Carry on the telecoms news roundup from its last sentence, in the same tone.
#### Selected extract
In a week where Apple made its debut on the Android operating system with the launch of the Apple Music app, several other telecoms stories caught our eye.
The effortless grace of Roger Federer swanning around a tennis court swatting balls out of the air is one of life’s great pleasures. I don’t want to encourage you to down tools but this video is worth getting a call from your IT department over.
What does a man with a penchant for wearing cardigans with his initials on it have to do with telecoms? Swiss operator Sunrise has made Saint Rog the face of its new mobile game, giving people the chance to play ping pong, skateboard, parachuting, football and, um, “lawn mower”.
Sunrise customers who play the game can also win prizes worth up to CHF150,000, as well as the chance to meet Federer himself. What does the Swiss ace think of the game? “I think it is cool and fun to run this innovative advertising campaign with my partner Sunrise. And to see myself as a pixel figure is quite unique.”
Next week: MTS releases a Doom clone where you play as Novak Djokovic, ripping apart zombies with your pixellated bare hands.
When smartphones get metaphysical
One of the greatest corporate statements to come from the telecom industry in recent years was uttered by Chinese vendor Huawei. When it revealed its annual results last year, Permanent Chief Executive Ren Zhengfei eschewed the normal banalities about tight cost control, performances exceeding expectations and difficult macroeconomic conditions. He instead opted for a nine page freestyle opus, describing the company as a tortoise who needed to stay focussed to catch up with “dragon spacecraft”.
Each time a Huawei press release popped into our inbox, we hoped it would boast a statement as deliriously bonkers as the one above. We’ve been waiting a while but it has finally happened. At its Innovation Day in Asia this week, the vendor discussed the future of the smartphone, which it dubbed the “superphone”.
This device would “take mankind closer to a world where the physical and digital realities will be further integrated”. Which is somewhat worrying to anyone with a passing knowledge of the Terminator canon.
########
#### Dataset content
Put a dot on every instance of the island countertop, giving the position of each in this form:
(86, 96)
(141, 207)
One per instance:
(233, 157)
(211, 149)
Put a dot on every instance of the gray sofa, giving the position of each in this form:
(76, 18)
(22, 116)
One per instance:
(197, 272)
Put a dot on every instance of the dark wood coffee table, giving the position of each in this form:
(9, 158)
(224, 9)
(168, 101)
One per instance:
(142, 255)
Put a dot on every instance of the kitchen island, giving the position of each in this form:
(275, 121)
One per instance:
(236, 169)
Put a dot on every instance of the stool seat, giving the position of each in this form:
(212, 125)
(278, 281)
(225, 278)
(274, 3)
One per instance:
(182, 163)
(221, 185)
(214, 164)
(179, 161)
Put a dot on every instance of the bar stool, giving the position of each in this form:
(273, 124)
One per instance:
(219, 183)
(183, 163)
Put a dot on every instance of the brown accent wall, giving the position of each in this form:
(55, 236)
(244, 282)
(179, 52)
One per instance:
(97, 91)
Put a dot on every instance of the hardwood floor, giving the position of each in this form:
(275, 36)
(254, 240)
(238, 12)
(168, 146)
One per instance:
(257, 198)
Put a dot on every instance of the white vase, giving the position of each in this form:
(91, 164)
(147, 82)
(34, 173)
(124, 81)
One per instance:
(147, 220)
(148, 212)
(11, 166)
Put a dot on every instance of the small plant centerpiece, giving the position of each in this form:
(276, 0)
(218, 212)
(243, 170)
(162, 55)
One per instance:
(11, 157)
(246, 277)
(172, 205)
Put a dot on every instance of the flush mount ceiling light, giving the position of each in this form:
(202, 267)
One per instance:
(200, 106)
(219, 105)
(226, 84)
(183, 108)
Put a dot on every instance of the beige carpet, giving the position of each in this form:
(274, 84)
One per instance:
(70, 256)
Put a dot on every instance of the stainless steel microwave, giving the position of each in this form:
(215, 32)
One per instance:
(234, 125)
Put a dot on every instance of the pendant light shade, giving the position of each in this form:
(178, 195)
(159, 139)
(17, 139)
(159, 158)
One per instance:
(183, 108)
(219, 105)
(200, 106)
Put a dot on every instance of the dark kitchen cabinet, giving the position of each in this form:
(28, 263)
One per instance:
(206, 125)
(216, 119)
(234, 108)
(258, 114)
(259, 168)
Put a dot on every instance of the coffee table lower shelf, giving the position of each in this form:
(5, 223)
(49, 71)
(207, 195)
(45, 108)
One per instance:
########
> Answer for the task
Then Shao Yang stepped forward. Huawei’s President of Strategy Marketing said the following: “Inspired by the biological evolution, the mobile phone we currently know will come to life as the ‘Superphone’. The intelligence of the ‘Superphone’ will continue to evolve and develop itself into digital intelligence, capable of empowering us with interactions with the world. Through evolution and adaptation, the ‘Superphone’ will be more intelligent, enhancing and even transforming our perceptions, enabling humans to go further than ever before.”
To sum up: a smartphone that “evolves” and brings humans and machines closer like never before. I’ll be in my nuclear bunker.
Streetfighter 2.0
Did you watch Fight Club and instead of thinking it a deft satire of millennial male angst, you thought ‘actually, I’d love to punch the face clean out of Meat Loaf’? There’s an app for that. At least, there was briefly.
The internet has brought us a lot of things: shopping, piracy and sites that have problems with the letter ‘e’. We’ve had Grindr and Tumblr, now we have Rumblr, an inspired and most likely illegal fighting app.
It has now vanished from Google Play but as Vice reported this week, for its brief existence Rumblr offered eager ladies and gentlemen to connect, meet up and pound each other’s body parts with their fists, head and knees. The website is still online if you are tough/stupid enough to take part.